About this exercise
Copy every line of the entries that has the string "green" in it.

■ ■ ■ ■ ■ ■ ■

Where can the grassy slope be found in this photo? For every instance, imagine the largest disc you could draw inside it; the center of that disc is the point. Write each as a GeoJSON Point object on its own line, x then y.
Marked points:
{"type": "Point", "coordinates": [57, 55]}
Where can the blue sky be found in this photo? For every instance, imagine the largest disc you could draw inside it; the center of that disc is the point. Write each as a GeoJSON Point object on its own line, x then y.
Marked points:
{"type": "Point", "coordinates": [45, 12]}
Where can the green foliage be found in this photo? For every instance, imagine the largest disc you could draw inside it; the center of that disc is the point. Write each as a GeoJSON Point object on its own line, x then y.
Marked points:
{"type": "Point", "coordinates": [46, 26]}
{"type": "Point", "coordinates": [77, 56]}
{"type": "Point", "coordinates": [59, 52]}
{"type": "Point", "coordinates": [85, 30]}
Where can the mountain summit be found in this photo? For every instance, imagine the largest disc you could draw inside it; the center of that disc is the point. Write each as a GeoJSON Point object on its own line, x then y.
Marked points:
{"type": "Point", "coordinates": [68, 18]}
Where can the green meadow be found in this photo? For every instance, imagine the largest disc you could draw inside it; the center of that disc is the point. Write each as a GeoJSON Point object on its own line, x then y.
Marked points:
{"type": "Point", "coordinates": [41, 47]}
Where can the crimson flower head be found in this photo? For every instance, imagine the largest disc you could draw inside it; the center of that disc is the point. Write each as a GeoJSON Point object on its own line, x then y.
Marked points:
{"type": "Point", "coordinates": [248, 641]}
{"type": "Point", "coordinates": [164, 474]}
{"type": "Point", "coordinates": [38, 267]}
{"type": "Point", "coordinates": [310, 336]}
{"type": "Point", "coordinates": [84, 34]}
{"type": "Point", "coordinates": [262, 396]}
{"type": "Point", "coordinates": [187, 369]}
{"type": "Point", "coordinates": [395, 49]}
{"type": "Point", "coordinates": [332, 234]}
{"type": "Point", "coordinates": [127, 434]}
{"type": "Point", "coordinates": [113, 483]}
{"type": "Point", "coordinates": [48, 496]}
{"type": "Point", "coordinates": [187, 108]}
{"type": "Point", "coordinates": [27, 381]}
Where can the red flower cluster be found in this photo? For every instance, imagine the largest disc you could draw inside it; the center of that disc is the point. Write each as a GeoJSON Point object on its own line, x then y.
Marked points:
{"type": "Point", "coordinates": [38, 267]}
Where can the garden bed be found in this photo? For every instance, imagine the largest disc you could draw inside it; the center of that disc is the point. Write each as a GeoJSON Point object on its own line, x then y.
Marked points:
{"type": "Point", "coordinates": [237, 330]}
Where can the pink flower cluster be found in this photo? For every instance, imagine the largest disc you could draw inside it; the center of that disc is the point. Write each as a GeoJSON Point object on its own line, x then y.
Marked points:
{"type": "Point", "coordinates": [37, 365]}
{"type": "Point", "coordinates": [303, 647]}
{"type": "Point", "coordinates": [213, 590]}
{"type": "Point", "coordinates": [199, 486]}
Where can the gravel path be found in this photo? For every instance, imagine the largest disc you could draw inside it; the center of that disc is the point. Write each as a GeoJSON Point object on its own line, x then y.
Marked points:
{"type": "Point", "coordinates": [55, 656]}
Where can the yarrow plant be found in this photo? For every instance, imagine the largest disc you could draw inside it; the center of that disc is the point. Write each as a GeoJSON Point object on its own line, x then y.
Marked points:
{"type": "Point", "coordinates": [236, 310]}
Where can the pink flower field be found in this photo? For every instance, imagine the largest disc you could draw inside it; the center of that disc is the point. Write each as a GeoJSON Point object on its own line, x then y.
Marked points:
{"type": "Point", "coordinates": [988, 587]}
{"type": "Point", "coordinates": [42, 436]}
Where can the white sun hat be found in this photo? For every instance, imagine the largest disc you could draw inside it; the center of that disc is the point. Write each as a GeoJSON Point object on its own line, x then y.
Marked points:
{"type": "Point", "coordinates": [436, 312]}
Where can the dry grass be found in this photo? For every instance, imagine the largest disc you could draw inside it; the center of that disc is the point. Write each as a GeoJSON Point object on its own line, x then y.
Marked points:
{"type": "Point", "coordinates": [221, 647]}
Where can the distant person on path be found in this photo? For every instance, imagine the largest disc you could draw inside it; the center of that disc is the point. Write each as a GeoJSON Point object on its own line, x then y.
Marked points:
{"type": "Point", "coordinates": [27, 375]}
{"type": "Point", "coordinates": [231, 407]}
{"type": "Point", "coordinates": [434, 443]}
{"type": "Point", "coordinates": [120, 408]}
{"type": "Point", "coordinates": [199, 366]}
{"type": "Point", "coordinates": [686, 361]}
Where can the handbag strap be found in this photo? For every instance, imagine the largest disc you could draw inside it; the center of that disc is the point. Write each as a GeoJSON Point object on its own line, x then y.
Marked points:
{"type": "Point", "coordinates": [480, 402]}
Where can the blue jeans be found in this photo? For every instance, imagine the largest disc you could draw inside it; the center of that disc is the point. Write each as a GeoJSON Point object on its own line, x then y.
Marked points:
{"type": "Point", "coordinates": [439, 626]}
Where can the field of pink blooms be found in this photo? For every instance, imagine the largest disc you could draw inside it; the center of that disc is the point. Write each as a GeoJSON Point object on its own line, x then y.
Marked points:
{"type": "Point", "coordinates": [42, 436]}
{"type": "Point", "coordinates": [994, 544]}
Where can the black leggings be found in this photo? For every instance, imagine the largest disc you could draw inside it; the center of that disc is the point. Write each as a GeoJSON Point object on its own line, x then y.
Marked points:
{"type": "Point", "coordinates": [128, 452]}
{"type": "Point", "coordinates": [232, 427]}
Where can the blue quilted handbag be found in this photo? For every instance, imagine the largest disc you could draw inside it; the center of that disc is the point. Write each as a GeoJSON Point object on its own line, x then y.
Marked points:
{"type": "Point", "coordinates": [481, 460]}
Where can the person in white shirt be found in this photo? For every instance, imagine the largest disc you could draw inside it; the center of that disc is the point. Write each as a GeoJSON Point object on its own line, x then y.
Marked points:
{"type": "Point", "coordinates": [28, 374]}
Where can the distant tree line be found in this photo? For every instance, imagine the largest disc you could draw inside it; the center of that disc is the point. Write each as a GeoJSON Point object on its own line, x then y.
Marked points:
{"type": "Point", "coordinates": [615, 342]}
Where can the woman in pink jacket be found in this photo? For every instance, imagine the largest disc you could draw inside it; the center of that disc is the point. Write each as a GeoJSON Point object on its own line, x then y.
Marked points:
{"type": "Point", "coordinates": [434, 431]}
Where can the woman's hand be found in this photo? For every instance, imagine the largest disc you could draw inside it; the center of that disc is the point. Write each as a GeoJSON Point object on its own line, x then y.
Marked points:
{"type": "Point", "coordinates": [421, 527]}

■ ■ ■ ■ ■ ■ ■

Result of the exercise
Where can the green foliage be found in this photo? For every instance, imagine the largest disc you could draw inside it; the center of that disc is the point. Write each as a GeoJSON Point object on its own line, x then y.
Where can the green meadow be found in this photo? For every instance, imagine the largest disc you could draw inside it; the center of that disc is the point. Write each as a GeoJSON Point object on its own line, x then y.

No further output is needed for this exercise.